Copy the lines below verbatim, but only from the line containing "Annotate the white sock" through the end of the data.

RECORDS FOR THE TASK start

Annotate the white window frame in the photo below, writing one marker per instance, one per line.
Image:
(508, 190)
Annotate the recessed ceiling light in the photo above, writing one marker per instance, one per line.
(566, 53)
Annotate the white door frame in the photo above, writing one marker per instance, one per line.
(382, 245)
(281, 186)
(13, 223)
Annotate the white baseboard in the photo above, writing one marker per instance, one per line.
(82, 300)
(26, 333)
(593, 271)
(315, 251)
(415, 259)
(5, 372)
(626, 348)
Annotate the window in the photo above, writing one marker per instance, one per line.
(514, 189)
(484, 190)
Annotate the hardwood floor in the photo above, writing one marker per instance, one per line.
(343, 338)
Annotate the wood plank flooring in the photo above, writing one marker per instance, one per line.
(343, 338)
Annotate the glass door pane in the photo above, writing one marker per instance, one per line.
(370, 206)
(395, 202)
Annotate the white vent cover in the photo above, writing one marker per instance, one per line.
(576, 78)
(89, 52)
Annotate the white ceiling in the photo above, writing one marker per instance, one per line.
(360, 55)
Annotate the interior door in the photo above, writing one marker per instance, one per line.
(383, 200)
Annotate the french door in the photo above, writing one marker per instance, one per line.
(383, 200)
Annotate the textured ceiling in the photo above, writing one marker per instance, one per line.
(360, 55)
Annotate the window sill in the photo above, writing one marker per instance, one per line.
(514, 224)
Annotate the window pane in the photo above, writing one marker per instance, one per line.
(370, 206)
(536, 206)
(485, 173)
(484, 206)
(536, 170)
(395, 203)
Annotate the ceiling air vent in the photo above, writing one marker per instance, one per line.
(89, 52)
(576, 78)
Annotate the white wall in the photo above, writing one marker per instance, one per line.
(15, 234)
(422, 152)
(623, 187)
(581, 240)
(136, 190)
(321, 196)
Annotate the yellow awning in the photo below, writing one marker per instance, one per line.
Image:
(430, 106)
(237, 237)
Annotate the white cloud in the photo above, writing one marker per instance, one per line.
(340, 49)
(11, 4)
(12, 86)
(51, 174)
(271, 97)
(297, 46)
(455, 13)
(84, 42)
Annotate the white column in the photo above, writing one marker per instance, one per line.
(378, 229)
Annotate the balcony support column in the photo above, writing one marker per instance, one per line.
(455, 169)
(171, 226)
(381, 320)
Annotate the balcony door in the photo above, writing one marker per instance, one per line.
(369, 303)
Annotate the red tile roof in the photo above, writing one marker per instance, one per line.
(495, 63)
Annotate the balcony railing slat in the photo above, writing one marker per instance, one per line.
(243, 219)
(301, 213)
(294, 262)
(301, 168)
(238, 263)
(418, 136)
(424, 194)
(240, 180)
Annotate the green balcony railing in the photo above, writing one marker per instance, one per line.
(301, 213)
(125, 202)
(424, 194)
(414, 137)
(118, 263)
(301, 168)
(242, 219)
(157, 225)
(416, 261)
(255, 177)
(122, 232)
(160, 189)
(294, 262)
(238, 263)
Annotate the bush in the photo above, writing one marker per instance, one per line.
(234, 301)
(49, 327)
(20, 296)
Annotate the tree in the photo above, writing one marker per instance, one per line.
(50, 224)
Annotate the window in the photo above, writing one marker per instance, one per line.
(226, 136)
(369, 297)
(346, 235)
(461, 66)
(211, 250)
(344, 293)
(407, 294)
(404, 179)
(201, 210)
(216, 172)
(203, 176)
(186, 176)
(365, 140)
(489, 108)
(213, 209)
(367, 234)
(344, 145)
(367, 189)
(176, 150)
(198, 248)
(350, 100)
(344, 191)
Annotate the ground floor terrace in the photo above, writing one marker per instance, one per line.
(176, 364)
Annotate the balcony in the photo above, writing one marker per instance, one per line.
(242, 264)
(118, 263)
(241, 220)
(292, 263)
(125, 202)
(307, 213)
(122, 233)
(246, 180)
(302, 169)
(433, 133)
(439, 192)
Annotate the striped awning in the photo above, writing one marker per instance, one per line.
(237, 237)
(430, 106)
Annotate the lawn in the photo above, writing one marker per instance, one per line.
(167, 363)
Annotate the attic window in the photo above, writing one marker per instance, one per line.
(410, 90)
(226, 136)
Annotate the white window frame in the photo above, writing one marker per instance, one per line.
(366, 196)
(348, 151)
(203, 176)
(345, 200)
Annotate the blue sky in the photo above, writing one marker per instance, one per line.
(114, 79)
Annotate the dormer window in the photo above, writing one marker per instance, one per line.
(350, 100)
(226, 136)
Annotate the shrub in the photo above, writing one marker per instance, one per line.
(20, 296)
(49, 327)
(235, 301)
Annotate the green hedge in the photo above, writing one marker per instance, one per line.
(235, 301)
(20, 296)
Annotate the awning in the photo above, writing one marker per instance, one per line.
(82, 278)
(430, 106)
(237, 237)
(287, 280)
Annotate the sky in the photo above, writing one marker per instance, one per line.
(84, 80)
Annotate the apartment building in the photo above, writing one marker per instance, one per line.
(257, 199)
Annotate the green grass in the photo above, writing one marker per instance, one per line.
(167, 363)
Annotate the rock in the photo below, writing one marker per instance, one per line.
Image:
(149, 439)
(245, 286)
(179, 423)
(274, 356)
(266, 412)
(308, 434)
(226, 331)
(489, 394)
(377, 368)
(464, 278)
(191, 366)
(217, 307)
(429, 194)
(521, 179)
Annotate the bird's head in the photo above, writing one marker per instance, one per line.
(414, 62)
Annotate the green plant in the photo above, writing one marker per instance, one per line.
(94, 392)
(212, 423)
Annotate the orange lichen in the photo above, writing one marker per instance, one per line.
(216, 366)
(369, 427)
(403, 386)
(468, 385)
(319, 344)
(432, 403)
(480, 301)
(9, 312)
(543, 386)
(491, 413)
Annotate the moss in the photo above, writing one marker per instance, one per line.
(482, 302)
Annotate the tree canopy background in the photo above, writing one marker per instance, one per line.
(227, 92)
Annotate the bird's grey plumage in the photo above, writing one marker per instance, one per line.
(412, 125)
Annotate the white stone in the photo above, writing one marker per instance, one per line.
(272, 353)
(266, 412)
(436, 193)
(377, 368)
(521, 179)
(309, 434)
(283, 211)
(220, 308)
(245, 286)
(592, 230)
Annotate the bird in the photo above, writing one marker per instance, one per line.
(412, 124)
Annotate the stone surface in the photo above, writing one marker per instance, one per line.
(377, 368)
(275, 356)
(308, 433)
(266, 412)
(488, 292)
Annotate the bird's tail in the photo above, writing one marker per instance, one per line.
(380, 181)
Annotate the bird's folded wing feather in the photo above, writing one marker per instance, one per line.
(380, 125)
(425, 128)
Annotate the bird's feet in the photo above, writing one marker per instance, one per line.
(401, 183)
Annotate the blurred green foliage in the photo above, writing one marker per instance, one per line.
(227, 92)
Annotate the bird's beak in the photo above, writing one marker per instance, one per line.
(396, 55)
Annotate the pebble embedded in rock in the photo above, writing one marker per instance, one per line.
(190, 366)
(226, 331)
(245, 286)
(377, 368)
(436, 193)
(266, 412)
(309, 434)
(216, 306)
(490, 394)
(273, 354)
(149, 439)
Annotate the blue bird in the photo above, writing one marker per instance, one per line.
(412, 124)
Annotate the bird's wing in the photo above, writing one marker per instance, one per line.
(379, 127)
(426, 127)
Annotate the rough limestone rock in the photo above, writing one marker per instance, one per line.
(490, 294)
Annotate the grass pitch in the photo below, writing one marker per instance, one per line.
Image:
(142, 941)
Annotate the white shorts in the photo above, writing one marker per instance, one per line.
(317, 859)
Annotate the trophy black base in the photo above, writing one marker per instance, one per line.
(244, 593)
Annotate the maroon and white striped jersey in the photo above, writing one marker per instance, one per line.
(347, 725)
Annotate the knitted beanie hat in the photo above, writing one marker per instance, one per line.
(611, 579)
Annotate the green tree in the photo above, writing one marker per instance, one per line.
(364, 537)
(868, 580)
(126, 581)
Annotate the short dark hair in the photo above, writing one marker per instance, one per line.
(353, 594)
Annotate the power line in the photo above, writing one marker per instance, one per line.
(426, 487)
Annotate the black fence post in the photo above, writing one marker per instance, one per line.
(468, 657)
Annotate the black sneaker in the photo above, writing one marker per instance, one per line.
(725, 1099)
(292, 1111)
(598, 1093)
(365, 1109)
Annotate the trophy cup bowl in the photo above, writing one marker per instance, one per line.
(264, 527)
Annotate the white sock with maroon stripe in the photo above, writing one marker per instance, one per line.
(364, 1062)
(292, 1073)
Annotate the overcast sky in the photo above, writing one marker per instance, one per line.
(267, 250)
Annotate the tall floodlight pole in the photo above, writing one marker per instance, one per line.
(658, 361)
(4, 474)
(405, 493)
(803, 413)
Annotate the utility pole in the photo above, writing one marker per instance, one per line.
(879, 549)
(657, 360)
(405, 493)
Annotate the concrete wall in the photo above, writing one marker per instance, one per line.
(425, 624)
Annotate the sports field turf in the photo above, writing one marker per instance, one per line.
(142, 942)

RECORDS FOR THE TASK end

RESPONSE:
Annotate the white sock with maroon stripe in the photo above, writing one marker per instance, one per line.
(364, 1062)
(292, 1073)
Annotate the overcast sky in the photo above, writing one marker per instance, one per line.
(267, 250)
Annotate the tall floodlight pole in the photo above, writing one marker per instance, one per line.
(658, 361)
(4, 474)
(405, 493)
(803, 413)
Annotate the utility pole in the photo above, writing one marker per instance, one per line.
(879, 549)
(657, 360)
(405, 493)
Annotate the concrete wall in the photo above, writing one marker per instance, one per line.
(425, 624)
Annotate the sports field turf in the photo above, writing one marker per instance, one per line.
(142, 942)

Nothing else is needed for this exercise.